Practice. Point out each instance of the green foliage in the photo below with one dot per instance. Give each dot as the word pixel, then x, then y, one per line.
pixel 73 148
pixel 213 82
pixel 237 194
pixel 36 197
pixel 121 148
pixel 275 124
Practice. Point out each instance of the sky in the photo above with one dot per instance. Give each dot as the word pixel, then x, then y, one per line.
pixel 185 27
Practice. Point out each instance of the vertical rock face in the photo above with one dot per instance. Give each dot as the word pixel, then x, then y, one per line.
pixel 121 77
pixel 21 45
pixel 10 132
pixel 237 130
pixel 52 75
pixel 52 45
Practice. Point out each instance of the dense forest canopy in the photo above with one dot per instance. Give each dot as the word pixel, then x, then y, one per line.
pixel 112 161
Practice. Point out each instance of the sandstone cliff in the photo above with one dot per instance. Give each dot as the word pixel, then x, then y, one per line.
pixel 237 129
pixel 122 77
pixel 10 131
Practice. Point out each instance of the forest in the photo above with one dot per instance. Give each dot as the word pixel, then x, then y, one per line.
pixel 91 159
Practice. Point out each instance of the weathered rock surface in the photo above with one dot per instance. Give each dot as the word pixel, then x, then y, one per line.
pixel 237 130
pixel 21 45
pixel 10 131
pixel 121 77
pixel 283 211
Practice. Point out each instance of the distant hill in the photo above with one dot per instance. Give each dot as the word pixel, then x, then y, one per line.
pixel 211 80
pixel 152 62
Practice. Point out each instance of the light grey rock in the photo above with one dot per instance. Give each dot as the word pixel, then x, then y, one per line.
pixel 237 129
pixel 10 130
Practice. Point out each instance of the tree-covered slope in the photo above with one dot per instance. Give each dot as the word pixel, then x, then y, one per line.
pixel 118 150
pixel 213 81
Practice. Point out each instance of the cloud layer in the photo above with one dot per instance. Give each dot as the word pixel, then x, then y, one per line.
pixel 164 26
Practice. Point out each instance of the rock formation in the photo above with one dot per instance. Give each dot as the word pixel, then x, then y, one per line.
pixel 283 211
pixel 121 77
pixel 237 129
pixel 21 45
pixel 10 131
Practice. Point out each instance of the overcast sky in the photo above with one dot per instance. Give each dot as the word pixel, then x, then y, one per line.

-------------------------

Down to the last character, restate every record.

Practice. Point out each instance of the green foliage in the photo below with one dot per instance. Give each dot as the word pixel, then x, then y, one per line.
pixel 73 148
pixel 213 82
pixel 237 194
pixel 36 197
pixel 121 148
pixel 275 124
Practice. Point out each instance of the sky in the photo above with one dot per instance. Give each dot as the word pixel, then x, then y, one per line.
pixel 185 27
Practice. Point out each instance of the vertical rock face in the photo above with one dot per instance. Give each dot as the word pixel, then x, then y, one per line.
pixel 121 77
pixel 21 45
pixel 10 132
pixel 237 130
pixel 52 75
pixel 52 45
Practice. Point out each instance of the dense forest canopy in the photo above with one dot per instance. Give each dot as the word pixel, then x, then y, one per line.
pixel 112 161
Practice. Point out each instance of the sandstone cliff in the photo above with one dot per instance. Give each dot as the word pixel, then x, then y, one per line.
pixel 237 129
pixel 122 77
pixel 10 131
Practice. Point out each instance of the forest in the photo above with one dot per instance. Give each dot as the word pixel, then x, then y, one per line.
pixel 91 159
Practice. Point out each instance of the weathered rock surface in the photo above with one dot per instance. Give each dot as the word pixel, then x, then y, one per line.
pixel 237 130
pixel 21 45
pixel 10 131
pixel 121 77
pixel 283 211
Practice. Point out each instance of the distant hill in the photo above with one dot per instance. Give each dot as the word pixel, then x, then y, one per line.
pixel 211 80
pixel 152 62
Practice. Point out each instance of the light grey rock in the photo above with one dot per instance. Give each dot as the word pixel, then x, then y, one per line.
pixel 237 129
pixel 10 130
Practice. Point out each instance of the tree-covered slope in the photo above with one dot per instance. Give each dot as the word pixel, then x, then y, one per line.
pixel 118 150
pixel 213 81
Practice. Point out each instance of the cloud layer in the photo above with one dot per instance. Give each dot as the word pixel, then x, then y, one per line.
pixel 164 26
Practice. Point out each instance of the rock formation in the photo above with one dot per instance. Give each dot as the word pixel, then x, then y, one per line.
pixel 283 211
pixel 121 77
pixel 237 129
pixel 21 45
pixel 10 131
Practice. Point out each instance of the overcast sky in the photo above with one dot per instance. Give each dot as the word pixel, then x, then y, one per line.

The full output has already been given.